◆ The problem ◆
Whatever appears in the entries must be given again exactly.

◆ Data ◆
★ ★ ★ ★ ★

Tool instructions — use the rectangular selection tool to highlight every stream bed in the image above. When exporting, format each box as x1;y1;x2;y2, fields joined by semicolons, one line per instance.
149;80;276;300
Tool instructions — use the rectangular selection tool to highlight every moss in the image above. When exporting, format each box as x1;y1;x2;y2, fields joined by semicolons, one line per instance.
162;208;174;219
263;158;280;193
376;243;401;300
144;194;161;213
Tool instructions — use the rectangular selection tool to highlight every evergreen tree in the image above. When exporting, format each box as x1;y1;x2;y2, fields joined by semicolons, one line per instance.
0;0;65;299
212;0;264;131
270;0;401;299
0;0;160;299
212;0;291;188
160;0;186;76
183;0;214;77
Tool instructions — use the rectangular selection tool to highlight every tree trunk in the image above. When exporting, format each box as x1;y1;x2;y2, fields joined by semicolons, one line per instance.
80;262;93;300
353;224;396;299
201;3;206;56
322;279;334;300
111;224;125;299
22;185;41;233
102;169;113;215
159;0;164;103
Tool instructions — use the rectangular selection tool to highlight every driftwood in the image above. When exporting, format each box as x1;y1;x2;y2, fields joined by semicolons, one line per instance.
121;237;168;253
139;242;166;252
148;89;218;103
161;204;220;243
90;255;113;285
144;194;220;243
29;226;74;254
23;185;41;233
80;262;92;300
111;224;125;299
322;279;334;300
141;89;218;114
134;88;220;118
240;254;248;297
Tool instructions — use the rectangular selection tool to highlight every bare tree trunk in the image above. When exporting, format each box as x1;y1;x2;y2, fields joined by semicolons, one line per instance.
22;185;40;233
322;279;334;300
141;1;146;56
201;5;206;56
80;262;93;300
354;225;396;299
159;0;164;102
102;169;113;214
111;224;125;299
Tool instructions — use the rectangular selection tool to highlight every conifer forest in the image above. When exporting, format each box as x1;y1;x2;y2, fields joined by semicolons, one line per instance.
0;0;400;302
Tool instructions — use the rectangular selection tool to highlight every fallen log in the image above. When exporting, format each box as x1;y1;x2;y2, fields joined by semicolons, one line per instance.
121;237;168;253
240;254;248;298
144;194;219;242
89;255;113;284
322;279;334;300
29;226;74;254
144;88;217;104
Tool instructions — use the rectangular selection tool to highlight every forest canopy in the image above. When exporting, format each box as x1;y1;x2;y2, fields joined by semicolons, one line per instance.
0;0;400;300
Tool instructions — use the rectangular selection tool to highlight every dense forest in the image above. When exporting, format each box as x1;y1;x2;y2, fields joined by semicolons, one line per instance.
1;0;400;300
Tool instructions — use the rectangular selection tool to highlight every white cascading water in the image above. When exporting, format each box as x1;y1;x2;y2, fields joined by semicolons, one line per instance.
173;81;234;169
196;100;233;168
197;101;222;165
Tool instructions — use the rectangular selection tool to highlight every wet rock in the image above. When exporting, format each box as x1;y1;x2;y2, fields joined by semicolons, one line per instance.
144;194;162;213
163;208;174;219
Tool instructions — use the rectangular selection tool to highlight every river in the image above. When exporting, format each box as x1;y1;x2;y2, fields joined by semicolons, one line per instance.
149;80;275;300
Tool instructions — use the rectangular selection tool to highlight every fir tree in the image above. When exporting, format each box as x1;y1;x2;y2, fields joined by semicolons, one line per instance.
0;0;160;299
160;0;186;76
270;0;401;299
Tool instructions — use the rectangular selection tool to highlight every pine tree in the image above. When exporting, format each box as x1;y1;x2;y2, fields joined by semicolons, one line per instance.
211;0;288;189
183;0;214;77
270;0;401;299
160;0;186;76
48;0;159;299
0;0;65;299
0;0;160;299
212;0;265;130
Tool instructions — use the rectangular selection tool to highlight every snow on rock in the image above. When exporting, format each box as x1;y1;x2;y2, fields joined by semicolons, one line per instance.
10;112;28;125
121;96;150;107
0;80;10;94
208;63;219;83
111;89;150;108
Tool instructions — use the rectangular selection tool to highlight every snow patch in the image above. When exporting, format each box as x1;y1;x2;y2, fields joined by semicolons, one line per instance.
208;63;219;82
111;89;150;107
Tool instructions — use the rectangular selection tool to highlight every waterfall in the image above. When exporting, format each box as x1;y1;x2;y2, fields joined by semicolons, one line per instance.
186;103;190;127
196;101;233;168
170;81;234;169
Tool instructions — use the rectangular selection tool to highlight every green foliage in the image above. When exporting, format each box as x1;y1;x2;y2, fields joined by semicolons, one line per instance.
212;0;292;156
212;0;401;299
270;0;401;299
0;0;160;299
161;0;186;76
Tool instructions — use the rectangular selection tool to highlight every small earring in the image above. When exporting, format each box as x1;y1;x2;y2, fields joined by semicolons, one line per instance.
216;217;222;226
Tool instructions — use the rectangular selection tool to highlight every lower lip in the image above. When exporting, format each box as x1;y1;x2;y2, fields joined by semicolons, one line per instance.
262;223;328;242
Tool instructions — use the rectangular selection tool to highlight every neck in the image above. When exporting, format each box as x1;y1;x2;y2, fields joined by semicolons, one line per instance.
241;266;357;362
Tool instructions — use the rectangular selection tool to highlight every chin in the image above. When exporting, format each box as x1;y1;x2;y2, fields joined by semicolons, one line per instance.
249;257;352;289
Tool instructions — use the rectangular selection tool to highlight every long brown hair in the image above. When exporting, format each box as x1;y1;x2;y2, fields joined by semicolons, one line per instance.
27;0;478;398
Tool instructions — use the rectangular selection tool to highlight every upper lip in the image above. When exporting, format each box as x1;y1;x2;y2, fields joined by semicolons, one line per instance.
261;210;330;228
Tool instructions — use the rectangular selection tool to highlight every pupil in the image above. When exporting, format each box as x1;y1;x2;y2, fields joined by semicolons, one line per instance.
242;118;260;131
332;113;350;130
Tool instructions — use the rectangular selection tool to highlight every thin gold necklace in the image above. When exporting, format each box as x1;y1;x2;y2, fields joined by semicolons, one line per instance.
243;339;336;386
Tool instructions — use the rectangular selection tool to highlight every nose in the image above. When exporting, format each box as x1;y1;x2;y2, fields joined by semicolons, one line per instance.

★ ★ ★ ★ ★

◆ Exercise result ◆
Tool instructions — use the rectangular selection tool to highlight every stream bed in the image above. When exporting, format each box as x1;y1;x2;y2, fields joined by semicolons, one line per instance.
149;80;276;300
Tool instructions — use the rectangular selection tool to highlight every moss in the image above. When exporting, format each box as x1;y1;x2;y2, fields joined by semicolons, one line per instance.
162;208;174;219
263;158;280;193
376;243;401;300
144;194;161;213
Tool instructions — use the rectangular selection tool to highlight every evergreen tree in the image above. When exporting, format each box as x1;y1;x2;y2, fields joined by semicolons, one line per instance.
0;0;65;299
212;0;264;131
270;0;401;299
0;0;160;299
212;0;291;188
160;0;186;76
183;0;214;77
Tool instructions — use the rectangular selection tool to highlight every tree trunk in the image above. When exporting, format each box as x1;y1;x2;y2, fields joined by semicolons, one line per instance.
80;262;93;300
353;224;396;299
201;3;206;56
322;279;334;300
111;224;125;299
22;185;41;233
102;169;113;215
159;0;164;103
Tool instructions — use the rectangular selection tool to highlight every driftwood in the image above. When exporting, format each box as x1;y1;x2;y2, fields joined by semicolons, one line per instance.
121;237;168;253
139;242;166;252
148;89;218;103
161;204;220;243
90;255;113;285
144;194;220;243
29;226;74;254
23;185;41;233
80;262;92;300
111;224;125;299
322;279;334;300
141;89;218;114
134;88;220;118
240;254;248;297
Tool instructions — use the rectangular selection tool to highlight every bare tree trunk in the image above. When exporting, format each box as x1;y1;x2;y2, fields joined by semicolons, one line per instance.
22;185;40;233
322;279;334;300
141;1;146;56
201;5;206;56
80;262;93;300
354;225;396;299
159;0;164;102
102;169;113;214
111;224;125;299
Tool instructions — use the rectangular selection tool to highlight every conifer forest in the image above. When exporting, format each box as x1;y1;x2;y2, fields joined by semicolons, one line per instance.
0;0;400;302
Tool instructions — use the rectangular selection tool to highlight every fallen log in the image above. When exporting, format each box as x1;y1;x2;y2, fields joined by semicolons, one line per instance.
121;237;168;253
240;254;248;298
144;194;219;242
89;255;113;284
322;279;334;300
29;226;74;254
144;88;217;104
Tool instructions — use the rectangular selection tool to highlight every forest canopy in the image above. When exporting, format each box as x1;y1;x2;y2, fields joined by semicolons, one line per instance.
0;0;400;300
Tool instructions — use the rectangular selection tool to highlight every dense forest in the image above. When exporting, format each box as x1;y1;x2;y2, fields joined by semicolons, one line per instance.
1;0;400;300
Tool instructions — use the rectangular selection tool to highlight every white cascading water in the image above. When exporting, format each box as x1;y1;x2;y2, fields joined by semicolons, one line per instance.
173;81;234;169
196;100;233;168
197;101;222;165
Tool instructions — use the rectangular selection tool to highlight every wet rock in the image above. When exporting, format each box as x1;y1;x2;y2, fields joined by semicolons, one line per instance.
144;194;162;213
163;208;174;219
Tool instructions — use the rectangular selection tool to highlight every river in the image above. When exporting, format each box as x1;y1;x2;y2, fields joined by semicolons, one line per instance.
149;80;275;300
Tool instructions — use the rectangular selection tool to highlight every fir tree in the image above. When exporting, format each box as x1;y1;x2;y2, fields joined by semicolons, one line per instance.
0;0;160;299
160;0;186;76
270;0;401;299
Tool instructions — use the rectangular selection tool to highlight every pine tree in the image above. When exporting, format each box as x1;y1;x2;y2, fields joined by semicolons, one line per instance.
211;0;288;189
183;0;214;77
270;0;401;299
160;0;186;76
48;0;159;299
0;0;65;299
0;0;160;299
212;0;265;130
Tool instructions — use the rectangular selection tool to highlight every snow on rock in the image above. When exporting, format each box as x1;y1;x2;y2, fields joined by semicolons, one line per instance.
10;112;28;125
121;96;150;107
0;80;10;94
208;63;219;83
111;89;150;108
Tool instructions — use the rectangular selection tool to highlight every snow patch in the image above. When exporting, format each box as x1;y1;x2;y2, fields joined by semicolons, one line per instance.
208;63;219;82
111;89;150;107
Tool instructions — use the rectangular selection tool to highlight every waterfall in the image above. When exporting, format each box as x1;y1;x2;y2, fields joined by semicolons, one line per instance.
186;103;190;127
196;101;233;168
170;81;234;169
Tool instructions — use the rectangular selection tool to highlight every green foliage in the image above. When exporting, format each box as x1;y1;x2;y2, fields joined by semicolons, one line per instance.
212;0;292;156
212;0;401;299
270;0;401;299
0;0;160;299
161;0;186;76
Tool instructions — use the rectangular selection tool to highlight every small earring in the image above. When exporting, format each box as x1;y1;x2;y2, fields joined by semicolons, one line per instance.
216;217;222;226
Tool instructions — use the rectangular selection tool to highlight every lower lip in the image above. When exporting, format each box as x1;y1;x2;y2, fields joined by semicolons, one line per instance.
262;223;328;242
Tool instructions — use the rectangular selection tool to highlight every neck in the image above. When exporting, format each box as x1;y1;x2;y2, fields joined by semicolons, one line per instance.
241;266;357;362
Tool instructions — use the rectangular selection tool to highlight every chin in the image above. When exporting, format each box as x1;y1;x2;y2, fields joined by semicolons, one line per instance.
249;257;352;289
Tool instructions — use the rectangular selection tool to highlight every long brown hair in the image above. When exporting, format each box as x1;y1;x2;y2, fields joined by semicolons, one line per instance.
27;0;478;398
Tool instructions — use the rectangular selection tool to highlight every upper lip in the image above. When exporting, format each box as x1;y1;x2;y2, fields joined by semicolons, one line per instance.
261;210;330;228
Tool instructions — use the rectangular selection tool to highlight every pupil in the image above. When exporting, format each box as x1;y1;x2;y2, fields joined by semicolons, one line per instance.
242;118;260;131
332;113;350;130
Tool instructions — use the rectangular selection tool to highlight every thin gold necklace in the image above. When exporting, format each box as x1;y1;x2;y2, fields joined by semicolons, one line per instance.
243;339;336;386
Tool instructions — use the rectangular selection tool to highlight every nose in the image above. When exporting, format each box as x1;y1;x2;y2, fields joined by semicolons, one line per instance.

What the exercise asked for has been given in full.